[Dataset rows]
=-=-=
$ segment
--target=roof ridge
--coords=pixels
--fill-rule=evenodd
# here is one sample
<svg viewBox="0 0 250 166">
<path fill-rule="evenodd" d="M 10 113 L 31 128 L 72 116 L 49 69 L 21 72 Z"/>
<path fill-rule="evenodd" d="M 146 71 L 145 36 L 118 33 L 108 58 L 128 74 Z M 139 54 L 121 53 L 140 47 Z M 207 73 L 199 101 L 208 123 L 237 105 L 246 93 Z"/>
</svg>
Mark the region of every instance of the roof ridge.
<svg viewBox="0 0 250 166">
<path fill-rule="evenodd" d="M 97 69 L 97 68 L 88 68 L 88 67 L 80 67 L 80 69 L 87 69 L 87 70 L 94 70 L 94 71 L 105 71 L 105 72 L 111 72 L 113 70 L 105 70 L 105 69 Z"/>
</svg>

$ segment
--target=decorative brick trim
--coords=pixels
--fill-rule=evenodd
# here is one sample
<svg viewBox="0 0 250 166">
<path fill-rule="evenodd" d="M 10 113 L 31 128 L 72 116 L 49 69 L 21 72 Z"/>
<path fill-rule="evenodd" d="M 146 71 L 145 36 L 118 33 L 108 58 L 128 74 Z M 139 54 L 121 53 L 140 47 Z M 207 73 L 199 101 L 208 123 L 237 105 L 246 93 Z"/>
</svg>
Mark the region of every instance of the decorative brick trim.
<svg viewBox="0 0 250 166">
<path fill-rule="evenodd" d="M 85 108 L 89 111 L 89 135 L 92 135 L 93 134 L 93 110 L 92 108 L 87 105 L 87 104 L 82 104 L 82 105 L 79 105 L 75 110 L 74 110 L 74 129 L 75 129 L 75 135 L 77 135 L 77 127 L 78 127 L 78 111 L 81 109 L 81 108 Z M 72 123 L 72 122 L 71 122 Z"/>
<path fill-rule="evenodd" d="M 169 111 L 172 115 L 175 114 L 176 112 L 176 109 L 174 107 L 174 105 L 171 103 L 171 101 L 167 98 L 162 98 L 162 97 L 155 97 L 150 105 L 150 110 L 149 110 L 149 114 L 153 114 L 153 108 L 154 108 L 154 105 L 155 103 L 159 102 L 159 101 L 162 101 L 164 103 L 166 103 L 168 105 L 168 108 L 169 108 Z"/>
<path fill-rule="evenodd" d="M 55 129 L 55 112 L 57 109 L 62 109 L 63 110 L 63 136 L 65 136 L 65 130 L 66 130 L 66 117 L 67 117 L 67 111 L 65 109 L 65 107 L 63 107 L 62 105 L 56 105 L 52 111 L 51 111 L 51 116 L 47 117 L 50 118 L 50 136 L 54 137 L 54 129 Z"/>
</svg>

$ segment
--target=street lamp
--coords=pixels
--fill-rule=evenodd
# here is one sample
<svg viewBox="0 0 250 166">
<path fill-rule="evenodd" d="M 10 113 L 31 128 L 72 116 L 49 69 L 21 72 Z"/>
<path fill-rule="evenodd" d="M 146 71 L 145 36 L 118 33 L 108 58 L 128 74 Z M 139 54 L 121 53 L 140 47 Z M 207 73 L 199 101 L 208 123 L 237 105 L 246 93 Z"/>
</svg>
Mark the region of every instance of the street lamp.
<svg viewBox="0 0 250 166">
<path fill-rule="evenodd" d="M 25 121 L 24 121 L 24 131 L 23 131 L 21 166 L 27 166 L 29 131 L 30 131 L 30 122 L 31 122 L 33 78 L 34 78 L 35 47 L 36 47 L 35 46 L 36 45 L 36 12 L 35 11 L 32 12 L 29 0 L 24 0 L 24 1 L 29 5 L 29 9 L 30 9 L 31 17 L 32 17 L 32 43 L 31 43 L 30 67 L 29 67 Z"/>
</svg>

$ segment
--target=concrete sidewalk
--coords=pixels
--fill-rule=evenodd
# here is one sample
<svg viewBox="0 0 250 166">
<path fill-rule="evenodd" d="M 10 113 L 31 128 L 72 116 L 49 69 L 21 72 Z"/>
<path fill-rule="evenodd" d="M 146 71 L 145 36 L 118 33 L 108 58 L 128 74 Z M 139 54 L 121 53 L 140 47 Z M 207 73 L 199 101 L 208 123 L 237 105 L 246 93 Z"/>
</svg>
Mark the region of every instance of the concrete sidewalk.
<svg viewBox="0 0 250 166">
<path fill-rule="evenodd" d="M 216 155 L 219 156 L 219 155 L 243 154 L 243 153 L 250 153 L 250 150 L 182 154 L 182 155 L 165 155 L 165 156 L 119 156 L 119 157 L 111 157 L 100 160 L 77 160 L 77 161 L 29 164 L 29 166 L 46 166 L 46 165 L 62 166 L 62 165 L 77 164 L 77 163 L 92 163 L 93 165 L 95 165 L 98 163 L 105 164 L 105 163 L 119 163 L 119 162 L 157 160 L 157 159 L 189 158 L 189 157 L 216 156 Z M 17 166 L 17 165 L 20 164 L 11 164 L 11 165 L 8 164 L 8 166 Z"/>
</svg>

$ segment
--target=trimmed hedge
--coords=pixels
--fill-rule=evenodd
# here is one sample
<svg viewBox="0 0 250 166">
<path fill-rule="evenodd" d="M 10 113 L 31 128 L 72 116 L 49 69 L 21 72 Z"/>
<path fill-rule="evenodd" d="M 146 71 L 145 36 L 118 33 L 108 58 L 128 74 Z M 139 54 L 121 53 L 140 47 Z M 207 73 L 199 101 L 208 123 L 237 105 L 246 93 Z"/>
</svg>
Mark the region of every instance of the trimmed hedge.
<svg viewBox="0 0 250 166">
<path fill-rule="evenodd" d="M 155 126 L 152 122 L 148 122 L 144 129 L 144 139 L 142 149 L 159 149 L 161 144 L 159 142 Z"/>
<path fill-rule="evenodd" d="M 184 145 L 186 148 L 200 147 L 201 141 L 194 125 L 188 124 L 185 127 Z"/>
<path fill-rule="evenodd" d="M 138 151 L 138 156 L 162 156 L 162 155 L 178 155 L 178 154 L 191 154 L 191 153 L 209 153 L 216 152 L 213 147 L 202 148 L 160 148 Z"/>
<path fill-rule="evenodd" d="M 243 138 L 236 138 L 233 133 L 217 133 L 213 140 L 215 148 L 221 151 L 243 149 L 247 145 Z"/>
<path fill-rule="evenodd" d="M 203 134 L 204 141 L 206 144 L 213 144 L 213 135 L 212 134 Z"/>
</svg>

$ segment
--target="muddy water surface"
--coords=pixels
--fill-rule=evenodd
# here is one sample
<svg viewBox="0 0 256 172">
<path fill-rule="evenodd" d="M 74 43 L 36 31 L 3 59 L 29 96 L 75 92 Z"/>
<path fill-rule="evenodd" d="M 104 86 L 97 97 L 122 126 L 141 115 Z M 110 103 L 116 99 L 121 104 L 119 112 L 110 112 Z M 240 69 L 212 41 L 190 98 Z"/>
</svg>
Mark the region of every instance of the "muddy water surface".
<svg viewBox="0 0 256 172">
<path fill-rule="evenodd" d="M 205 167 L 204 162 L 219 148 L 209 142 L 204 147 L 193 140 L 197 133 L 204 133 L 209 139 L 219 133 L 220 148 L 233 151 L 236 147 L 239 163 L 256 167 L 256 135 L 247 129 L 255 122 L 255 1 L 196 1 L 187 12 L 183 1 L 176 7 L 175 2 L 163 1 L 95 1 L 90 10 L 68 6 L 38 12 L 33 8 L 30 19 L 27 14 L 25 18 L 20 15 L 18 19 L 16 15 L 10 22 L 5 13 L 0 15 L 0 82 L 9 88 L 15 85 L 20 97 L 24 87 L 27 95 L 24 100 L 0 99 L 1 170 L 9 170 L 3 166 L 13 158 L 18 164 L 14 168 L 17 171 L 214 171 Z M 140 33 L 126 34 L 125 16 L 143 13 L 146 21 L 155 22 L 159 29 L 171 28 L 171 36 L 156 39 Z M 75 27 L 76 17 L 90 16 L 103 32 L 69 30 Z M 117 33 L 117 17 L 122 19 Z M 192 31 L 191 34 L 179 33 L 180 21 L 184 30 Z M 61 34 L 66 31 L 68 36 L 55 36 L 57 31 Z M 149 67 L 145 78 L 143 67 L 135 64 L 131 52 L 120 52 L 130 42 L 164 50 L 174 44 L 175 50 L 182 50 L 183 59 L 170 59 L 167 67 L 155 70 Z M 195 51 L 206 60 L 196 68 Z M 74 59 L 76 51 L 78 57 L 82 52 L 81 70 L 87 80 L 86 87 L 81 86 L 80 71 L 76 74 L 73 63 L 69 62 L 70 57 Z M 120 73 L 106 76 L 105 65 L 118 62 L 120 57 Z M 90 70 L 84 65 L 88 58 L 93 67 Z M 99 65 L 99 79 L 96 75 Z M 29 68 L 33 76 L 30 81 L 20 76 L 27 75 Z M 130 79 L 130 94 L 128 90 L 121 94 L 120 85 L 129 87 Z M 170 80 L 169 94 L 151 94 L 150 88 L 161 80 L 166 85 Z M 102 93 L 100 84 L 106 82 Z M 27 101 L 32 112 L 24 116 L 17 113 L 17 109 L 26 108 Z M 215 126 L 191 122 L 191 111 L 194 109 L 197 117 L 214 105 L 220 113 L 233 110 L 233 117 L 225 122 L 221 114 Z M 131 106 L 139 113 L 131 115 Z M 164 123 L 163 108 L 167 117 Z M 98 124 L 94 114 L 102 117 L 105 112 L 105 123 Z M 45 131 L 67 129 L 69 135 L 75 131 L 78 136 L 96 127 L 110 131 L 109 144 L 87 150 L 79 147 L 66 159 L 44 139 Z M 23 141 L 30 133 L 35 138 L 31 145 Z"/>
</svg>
=-=-=
Locate each line in the data above that contains the word "decorative" and copy those lines.

◆ Complete answer:
--target=decorative brick trim
Mark the region of every instance of the decorative brick trim.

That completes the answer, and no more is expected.